• [What is required] Output all of the entries below precisely as written.

Point annotation records:
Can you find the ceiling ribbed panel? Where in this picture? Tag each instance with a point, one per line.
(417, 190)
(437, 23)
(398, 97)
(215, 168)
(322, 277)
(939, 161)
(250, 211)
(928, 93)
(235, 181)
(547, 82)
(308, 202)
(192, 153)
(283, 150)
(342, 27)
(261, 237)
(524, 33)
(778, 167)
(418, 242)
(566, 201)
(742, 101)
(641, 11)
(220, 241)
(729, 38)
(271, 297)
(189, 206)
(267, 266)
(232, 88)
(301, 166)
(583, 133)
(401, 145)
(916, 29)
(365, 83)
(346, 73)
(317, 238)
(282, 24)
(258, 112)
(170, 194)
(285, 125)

• [Full output]
Can you find the ceiling ribbed panel? Where in this picture? Tag each instance with a point, one per line.
(417, 190)
(437, 23)
(398, 97)
(215, 168)
(322, 277)
(939, 161)
(250, 211)
(928, 93)
(235, 181)
(547, 82)
(308, 202)
(192, 153)
(283, 150)
(342, 27)
(261, 237)
(524, 33)
(778, 167)
(418, 242)
(566, 201)
(742, 101)
(641, 11)
(220, 241)
(729, 38)
(271, 297)
(189, 206)
(267, 266)
(232, 88)
(301, 166)
(583, 133)
(401, 145)
(916, 29)
(365, 83)
(346, 73)
(317, 238)
(282, 24)
(258, 112)
(170, 194)
(285, 125)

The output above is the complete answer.